WHAT TO PRODUCE
Every line holding the string "like" is to be copied from the entries below.

MATERIAL PROVIDED
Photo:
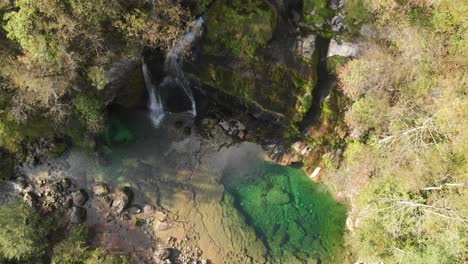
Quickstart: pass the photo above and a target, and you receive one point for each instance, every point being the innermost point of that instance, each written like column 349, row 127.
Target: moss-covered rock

* * *

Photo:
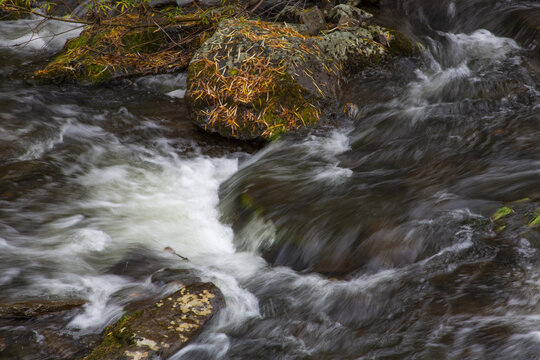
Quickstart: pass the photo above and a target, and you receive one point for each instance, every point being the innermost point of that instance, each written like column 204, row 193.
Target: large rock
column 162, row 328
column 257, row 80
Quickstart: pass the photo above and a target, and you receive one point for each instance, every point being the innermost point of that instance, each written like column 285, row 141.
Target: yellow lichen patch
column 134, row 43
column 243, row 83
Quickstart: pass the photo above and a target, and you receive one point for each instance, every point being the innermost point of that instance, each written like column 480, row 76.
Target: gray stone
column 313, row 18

TASK OUTPUT
Quickstart: pass the photo above and a target, and you receive one point for each instance, every point being the innermost point of that instance, each written like column 349, row 127.
Quickstart: pass the photo above and a target, and you receive one point for each instance, every point being the innermost point of that instance, each written like column 204, row 193.
Quickstart: pass the photo above and a target, and you receive one point for each instance, every point being the innermost point of that instance, each written like column 285, row 141.
Quickstart: pass the photo above and a target, and you receive one point for each instance, every point being the innermost point of that instance, each written like column 480, row 76.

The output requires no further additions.